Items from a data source
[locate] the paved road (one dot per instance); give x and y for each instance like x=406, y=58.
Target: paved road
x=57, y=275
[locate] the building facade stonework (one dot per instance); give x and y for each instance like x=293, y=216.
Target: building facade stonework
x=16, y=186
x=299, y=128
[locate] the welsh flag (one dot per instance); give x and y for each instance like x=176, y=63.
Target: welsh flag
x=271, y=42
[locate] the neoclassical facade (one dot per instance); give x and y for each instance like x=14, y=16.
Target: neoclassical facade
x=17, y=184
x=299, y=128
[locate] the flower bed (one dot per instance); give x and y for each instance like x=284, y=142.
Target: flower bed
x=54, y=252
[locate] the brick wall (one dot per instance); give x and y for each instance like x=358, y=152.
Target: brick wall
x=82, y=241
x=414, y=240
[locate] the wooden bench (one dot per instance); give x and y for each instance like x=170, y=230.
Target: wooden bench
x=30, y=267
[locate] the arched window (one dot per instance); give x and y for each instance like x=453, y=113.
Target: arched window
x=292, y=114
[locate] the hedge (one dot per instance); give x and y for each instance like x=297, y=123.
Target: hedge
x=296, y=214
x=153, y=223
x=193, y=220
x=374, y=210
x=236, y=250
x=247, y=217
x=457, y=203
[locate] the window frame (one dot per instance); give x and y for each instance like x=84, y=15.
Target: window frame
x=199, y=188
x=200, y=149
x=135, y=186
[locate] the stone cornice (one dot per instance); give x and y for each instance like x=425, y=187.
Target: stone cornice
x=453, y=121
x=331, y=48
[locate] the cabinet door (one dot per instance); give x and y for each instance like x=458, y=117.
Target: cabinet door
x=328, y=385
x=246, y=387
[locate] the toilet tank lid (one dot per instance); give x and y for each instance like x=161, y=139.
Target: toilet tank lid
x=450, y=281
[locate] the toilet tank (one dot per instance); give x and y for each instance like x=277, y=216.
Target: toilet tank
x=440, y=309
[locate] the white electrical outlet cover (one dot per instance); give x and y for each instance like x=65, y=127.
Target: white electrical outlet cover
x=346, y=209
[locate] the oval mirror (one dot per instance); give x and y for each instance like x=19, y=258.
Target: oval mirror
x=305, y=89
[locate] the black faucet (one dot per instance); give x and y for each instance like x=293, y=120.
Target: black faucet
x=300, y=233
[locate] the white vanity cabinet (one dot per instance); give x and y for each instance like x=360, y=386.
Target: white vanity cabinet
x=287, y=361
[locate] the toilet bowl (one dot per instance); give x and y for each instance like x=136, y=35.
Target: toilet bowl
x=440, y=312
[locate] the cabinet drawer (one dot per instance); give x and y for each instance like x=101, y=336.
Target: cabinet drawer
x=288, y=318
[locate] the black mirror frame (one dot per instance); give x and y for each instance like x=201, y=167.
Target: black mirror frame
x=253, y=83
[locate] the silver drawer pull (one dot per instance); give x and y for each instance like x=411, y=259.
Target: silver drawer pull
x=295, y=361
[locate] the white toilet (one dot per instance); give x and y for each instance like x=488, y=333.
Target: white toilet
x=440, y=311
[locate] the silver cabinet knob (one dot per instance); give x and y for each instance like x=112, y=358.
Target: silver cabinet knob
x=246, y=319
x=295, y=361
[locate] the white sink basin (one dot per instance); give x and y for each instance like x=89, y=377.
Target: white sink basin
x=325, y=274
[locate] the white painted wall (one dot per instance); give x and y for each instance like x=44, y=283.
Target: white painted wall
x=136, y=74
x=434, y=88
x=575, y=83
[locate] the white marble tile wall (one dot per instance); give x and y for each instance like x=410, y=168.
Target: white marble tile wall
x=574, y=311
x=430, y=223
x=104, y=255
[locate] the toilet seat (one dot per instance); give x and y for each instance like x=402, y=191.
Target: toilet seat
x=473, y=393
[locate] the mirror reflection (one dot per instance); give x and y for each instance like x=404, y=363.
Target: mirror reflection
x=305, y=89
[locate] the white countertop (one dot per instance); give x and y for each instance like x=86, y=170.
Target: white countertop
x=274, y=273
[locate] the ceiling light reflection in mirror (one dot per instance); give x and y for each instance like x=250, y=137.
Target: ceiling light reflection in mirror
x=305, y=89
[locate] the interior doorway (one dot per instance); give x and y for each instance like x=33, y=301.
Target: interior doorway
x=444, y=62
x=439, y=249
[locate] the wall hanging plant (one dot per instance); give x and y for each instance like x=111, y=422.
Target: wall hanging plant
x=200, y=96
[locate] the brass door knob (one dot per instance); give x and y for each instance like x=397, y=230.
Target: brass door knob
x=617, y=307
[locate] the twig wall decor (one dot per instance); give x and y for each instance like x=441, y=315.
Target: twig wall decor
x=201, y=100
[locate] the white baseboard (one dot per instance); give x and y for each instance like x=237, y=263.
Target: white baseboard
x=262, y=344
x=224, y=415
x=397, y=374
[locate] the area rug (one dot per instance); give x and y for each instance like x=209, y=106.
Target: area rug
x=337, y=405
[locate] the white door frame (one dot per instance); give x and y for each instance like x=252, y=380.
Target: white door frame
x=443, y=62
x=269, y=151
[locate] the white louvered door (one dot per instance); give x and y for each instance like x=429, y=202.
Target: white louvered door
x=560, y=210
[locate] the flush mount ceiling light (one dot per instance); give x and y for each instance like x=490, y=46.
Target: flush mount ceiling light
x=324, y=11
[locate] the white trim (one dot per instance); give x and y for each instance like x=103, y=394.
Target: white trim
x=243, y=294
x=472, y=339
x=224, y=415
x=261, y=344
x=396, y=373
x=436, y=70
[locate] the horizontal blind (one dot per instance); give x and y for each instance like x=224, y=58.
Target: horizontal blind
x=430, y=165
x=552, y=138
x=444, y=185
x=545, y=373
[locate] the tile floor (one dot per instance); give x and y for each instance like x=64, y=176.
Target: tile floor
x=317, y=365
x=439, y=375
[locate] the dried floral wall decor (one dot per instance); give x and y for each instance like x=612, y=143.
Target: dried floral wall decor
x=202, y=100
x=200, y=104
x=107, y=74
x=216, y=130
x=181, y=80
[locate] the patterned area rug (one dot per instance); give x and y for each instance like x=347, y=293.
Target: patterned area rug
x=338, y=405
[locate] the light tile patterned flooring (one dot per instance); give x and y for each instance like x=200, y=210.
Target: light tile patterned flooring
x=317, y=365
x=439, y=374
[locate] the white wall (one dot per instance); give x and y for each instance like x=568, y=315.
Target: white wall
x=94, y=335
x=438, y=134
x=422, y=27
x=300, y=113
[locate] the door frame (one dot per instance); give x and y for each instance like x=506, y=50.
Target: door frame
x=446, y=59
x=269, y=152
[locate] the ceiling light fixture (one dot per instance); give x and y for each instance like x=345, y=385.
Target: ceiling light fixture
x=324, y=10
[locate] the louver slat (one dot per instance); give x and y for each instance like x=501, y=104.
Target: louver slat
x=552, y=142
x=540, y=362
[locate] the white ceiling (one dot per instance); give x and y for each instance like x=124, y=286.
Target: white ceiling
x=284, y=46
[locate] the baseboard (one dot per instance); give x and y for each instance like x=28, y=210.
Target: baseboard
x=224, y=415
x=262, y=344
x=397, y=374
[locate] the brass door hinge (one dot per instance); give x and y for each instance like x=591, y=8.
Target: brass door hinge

### Assignment
Nothing but the lines above from the one containing "[locate] the arched" through the one containing "[locate] the cabinet door" should appear in the answer, each repeated exactly.

### Final answer
[locate] the arched window (one dot per instance); give x and y for each instance like x=453, y=113.
Target: arched window
x=292, y=114
[locate] the hedge (one dot per instance); give x and y for each instance like x=297, y=123.
Target: hedge
x=296, y=214
x=153, y=223
x=193, y=220
x=374, y=210
x=236, y=250
x=247, y=217
x=457, y=203
[locate] the window frame (one dot per instance); give x and y for each instance like x=84, y=15.
Target: window frame
x=199, y=188
x=200, y=149
x=135, y=186
[locate] the stone cornice (one dot per instance); give x and y for each instance like x=425, y=187.
Target: stone cornice
x=453, y=121
x=331, y=48
[locate] the cabinet door (one dot per instance); give x and y for each instance like x=458, y=117.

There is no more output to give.